**INSTRUCTIONS TO FOLLOW**
Nothing in the records may be altered, so transcribe them exactly.
BEGIN LISTED RECORDS
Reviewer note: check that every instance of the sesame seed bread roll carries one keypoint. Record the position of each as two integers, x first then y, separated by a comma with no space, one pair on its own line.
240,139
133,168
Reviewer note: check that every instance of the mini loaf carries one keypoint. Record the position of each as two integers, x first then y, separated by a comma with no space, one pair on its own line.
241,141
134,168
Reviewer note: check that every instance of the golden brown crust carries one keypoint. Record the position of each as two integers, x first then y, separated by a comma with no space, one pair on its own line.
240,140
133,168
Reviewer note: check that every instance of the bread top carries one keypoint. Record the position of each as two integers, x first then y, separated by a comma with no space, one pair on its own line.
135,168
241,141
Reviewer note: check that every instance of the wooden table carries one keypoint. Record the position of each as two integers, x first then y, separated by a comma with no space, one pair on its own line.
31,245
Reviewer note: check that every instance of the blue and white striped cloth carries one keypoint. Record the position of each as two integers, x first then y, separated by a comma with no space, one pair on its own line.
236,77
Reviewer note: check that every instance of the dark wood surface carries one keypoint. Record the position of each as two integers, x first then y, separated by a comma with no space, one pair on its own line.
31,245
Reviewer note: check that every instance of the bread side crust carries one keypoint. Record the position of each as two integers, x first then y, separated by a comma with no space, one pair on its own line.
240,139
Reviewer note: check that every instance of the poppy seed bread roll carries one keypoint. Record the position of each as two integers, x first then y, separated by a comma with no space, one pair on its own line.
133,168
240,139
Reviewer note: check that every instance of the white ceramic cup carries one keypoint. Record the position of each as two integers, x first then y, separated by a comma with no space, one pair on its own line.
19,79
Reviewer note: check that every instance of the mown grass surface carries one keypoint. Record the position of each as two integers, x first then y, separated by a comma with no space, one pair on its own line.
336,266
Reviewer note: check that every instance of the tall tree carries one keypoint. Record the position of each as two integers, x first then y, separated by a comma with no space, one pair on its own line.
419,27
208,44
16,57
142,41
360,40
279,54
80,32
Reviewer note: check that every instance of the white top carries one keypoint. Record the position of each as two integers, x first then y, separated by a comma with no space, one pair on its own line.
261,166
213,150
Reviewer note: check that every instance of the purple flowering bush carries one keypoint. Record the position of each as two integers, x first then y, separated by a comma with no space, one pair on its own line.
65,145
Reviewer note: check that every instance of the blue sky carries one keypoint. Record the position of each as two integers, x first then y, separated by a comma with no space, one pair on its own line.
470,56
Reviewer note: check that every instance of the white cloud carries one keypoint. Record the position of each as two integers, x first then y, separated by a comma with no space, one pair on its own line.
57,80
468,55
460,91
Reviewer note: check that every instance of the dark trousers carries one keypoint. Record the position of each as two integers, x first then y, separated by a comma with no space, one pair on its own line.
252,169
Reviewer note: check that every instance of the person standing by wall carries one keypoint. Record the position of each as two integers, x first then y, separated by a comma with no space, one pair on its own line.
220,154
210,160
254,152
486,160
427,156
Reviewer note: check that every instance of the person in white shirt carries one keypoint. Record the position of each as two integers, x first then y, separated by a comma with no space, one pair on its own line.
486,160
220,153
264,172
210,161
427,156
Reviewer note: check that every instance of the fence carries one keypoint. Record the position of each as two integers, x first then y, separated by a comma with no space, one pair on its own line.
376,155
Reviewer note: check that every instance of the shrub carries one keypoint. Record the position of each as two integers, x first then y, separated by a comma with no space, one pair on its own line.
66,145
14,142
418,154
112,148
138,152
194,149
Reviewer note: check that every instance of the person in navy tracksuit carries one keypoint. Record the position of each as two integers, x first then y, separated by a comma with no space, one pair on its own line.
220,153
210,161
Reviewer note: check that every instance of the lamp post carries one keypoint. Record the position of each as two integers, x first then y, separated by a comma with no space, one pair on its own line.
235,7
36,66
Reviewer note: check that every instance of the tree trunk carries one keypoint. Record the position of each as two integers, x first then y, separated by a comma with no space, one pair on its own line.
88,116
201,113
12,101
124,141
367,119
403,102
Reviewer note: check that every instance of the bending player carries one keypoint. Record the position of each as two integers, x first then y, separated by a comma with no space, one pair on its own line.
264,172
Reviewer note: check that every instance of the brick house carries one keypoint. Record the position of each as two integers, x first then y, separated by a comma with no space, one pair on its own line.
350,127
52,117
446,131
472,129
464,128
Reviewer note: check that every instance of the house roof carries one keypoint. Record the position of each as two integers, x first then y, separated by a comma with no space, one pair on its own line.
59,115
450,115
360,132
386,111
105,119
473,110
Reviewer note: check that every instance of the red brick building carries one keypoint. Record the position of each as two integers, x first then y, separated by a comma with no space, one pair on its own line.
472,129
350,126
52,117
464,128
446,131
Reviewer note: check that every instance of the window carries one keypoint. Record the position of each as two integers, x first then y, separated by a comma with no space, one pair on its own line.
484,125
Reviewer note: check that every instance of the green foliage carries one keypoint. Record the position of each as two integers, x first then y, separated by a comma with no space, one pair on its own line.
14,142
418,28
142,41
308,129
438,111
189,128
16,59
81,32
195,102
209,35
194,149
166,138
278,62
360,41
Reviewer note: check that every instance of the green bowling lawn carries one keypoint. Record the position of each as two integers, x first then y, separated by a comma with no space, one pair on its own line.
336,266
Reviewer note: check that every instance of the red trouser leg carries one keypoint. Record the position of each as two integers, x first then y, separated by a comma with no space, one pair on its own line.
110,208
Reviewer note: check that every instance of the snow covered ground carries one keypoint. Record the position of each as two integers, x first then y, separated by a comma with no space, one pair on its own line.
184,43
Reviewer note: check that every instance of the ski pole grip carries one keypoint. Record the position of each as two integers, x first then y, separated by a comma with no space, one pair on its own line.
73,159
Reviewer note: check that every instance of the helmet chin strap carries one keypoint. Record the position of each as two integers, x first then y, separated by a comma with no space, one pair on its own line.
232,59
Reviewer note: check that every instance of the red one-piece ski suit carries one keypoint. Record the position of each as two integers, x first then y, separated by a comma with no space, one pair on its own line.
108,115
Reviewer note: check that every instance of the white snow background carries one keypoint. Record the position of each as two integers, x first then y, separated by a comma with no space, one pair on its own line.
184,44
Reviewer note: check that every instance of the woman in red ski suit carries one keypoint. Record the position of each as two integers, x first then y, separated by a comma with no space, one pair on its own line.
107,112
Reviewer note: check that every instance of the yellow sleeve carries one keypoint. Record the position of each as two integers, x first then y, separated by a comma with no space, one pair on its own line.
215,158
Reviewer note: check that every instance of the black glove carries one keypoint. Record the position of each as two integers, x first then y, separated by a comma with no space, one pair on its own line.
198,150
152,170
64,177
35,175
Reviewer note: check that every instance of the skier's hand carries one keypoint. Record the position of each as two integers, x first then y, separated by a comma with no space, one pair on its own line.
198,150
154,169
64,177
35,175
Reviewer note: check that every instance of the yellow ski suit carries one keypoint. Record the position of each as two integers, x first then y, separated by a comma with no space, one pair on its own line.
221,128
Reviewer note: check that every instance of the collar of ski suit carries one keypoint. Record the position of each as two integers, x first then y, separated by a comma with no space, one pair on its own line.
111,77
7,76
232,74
END LISTED RECORDS
**ANSWER SECTION**
Reviewer note: check that every instance of the sesame seed bread roll carries one keypoint. Record the position of each as two integers, x first then y, separated by a comma with no space, one pair on its own line.
240,139
133,168
Reviewer note: check that every instance of the mini loaf carries one keypoint. Record the position of each as two integers, x first then y, separated by a comma with no space, one pair on its own line.
241,141
134,168
Reviewer note: check that every instance of the golden brown crust carries one keypoint. Record the position of each as two integers, x first then y, separated by a comma with no space, one pair on its own line.
240,140
133,168
Reviewer note: check that every instance of the bread top carries one keypoint. Record the position of each as two integers, x first then y, separated by a comma with no space, one pair on its own line.
135,168
241,141
Reviewer note: check that every instance of the wooden table carries one keypoint. Record the position of each as two integers, x first then y, separated by a comma with no space, one pair on its own line.
31,245
Reviewer note: check that every instance of the blue and white striped cloth carries one keypoint. Record the position of each as two integers, x first then y, separated by a comma with no space, one pair on its own line.
236,77
Reviewer note: check that every instance of the dark wood surface carries one keypoint. Record the position of each as two integers, x first then y, separated by a comma with no space, one pair on its own line.
31,245
Reviewer note: check that every instance of the bread side crust carries one keypoint. Record the position of each as two integers, x first then y, separated by a comma with no space, one pair on its own line.
240,139
Reviewer note: check that every instance of the poppy seed bread roll carries one keypoint. Record the position of each as two integers, x first then y, separated by a comma with no space, one pair on its own line.
133,168
240,139
Reviewer note: check that every instance of the white ceramic cup carries one keypoint. Record the position of each as two integers, x first then y, separated by a comma with no space, one pair on its own line.
19,79
Reviewer note: check that every instance of the mown grass surface carries one keypoint. Record the position of each as two integers, x first then y, separated by a comma with no space, one pair on its own line.
336,266
Reviewer note: check that every instance of the tall tree carries one keypoint. Record the position of each as two integers, x first then y, separated by a comma with no space, one pair on its own line.
419,27
208,44
16,57
142,41
360,40
279,54
80,32
Reviewer note: check that every instance of the white top carries one keypoint. Record the position of each as two integers, x first then y, separated by a comma with no space, one pair on its own line.
261,166
213,150
Reviewer note: check that every instance of the purple flowering bush carries one keypoint. Record the position of each as two integers, x first then y, separated by a comma with no space, one pair on its own line.
65,145
Reviewer note: check that every instance of the blue sky carries one keypoint. Record the position of each as two integers, x first then y, separated by a comma with no space, one pair on its own line.
470,56
Reviewer note: check that every instance of the white cloud carries one keypoint. Record the position of each as two integers, x first then y, separated by a comma with no space, one pair on its own line.
57,80
468,55
460,91
Reviewer note: check that every instance of the dark trousers carries one keypoint. Record the position of each as two integers, x first then y, separated by a comma with no space, one pair on its own line.
252,169
Reviewer note: check that every instance of the person standing by wall carries one keypoint. Record the position of each as two integers, x first then y, separated by a comma with no space, one pair on its own line.
220,154
210,160
254,152
486,160
427,156
Reviewer note: check that every instance of the person in white shirt carries one keypoint. Record the position of each as two integers, x first then y, separated by a comma with no space, one pair on its own line.
486,160
220,153
264,172
210,161
427,156
Reviewer note: check that every instance of the fence carries one keypoint. Record the position of each as two integers, x first then y, separated by a comma with no space, one pair on its own line.
376,155
Reviewer note: check that every instance of the shrub carries one keypoint. Record the position of each as two integers, x first then y, separated by a comma with no space, one pair on its own line.
66,145
14,142
418,154
112,148
138,152
194,149
Reviewer note: check that every instance of the person in navy tracksuit carries one keypoint. Record the position of each as two integers, x first then y, separated by a comma with no space, one pair on its own line.
220,153
210,161
Reviewer note: check that every instance of the lamp post carries one keypoint. Record the position of each as two integers, x first then y, separated by a comma with no space, one pair on its own line.
235,7
36,66
Reviewer note: check that every instance of the tree trunk carries one keypoint. Record the position of each as two integers, x first then y, separated by a comma with no space, one pair on its own line.
88,116
201,113
12,101
124,141
367,119
403,102
Reviewer note: check that every instance of the bending player carries one keypoint. Record the position of each as two integers, x first then y, separated by a comma with no space, one pair on its own line.
264,172
Reviewer note: check that every instance of the brick house carries one keypoint. Record the position of each as two integers, x first then y, separated by a comma with no space, one pair on its own line.
350,127
52,117
446,131
472,129
464,128
Reviewer note: check that every instance of the house roof carries one keypoint. Record the position of each as two integers, x first then y, separated by a comma with no space, one pair on its own line.
59,115
450,115
360,132
386,111
105,119
473,110
Reviewer note: check that every instance of the red brick building carries one keypoint. Record the position of each as two integers, x first then y, separated by a comma with no space, one pair on its own line.
472,129
350,126
52,117
464,128
446,131
Reviewer note: check that every instance of the window carries one keypoint. Record the position of each as two integers, x first then y, separated by a comma with no space, one pair on its own line.
484,125
Reviewer note: check that every instance of the green foliage carries one keypoint. Record the position of each as two integers, x first then y, separated by a comma with no space, one pair on its own line.
14,142
418,28
142,41
308,129
438,111
189,128
16,59
81,32
195,102
209,35
194,149
166,138
278,62
360,41
Reviewer note: check that every instance of the green bowling lawn carries one keypoint. Record the position of each as two integers, x first then y, separated by a comma with no space, one pair on its own line.
336,266
Reviewer note: check that every instance of the red trouser leg carries one keypoint. Record the position of each as two integers, x first then y, separated by a comma with no space, one pair on its own line.
110,208
Reviewer note: check that every instance of the snow covered ground carries one keypoint. Record the position of each as two integers, x first then y, separated by a comma with no space, one pair on its own line.
184,43
Reviewer note: check that every instance of the ski pole grip carries one keypoint. Record the position of each as two integers, x first then y, separated by a comma with no space, one pair on its own line.
73,159
Reviewer note: check that every instance of the helmet chin strap carries one keypoint. Record the position of each as two integers, x first then y, separated by a comma with no space, one pair on its own line.
232,59
Reviewer note: check that every instance of the red one-piece ski suit carries one keypoint. Record the position of each as two integers, x first then y, separated by a comma with no space, one pair on its own line.
108,115
Reviewer note: check that every instance of the white snow background carries one keypoint. Record the position of each as two integers, x first then y, separated by a comma with no space, one pair on its own line.
184,44
Reviewer note: check that every instance of the woman in red ski suit carries one keypoint. Record the position of each as two integers, x first then y, separated by a comma with no space, one pair on its own line.
107,112
Reviewer note: check that every instance of the yellow sleeve carries one keypoint. Record the position of each as two integers, x first then y, separated by a comma with no space, one pair on its own line.
215,158
Reviewer note: check that every instance of the black glove carries one keypoint. Record the position of each as two integers, x first then y, separated by a comma with no space, one pair on its own line.
198,150
152,170
64,177
35,175
Reviewer note: check that every instance of the skier's hand carries one keypoint. Record the position of each as two integers, x first then y, separated by a comma with no space, one pair on its own line.
198,150
154,169
64,177
35,175
Reviewer note: check that every instance of the yellow ski suit carries one keypoint. Record the position of each as two integers, x first then y, separated by a comma with no space, one pair on its own line.
221,128
Reviewer note: check that every instance of the collar of ski suit carries one keypoint. Record the position of each as two integers, x first then y, separated by a comma with no space, one pair on its own line.
111,77
7,76
232,74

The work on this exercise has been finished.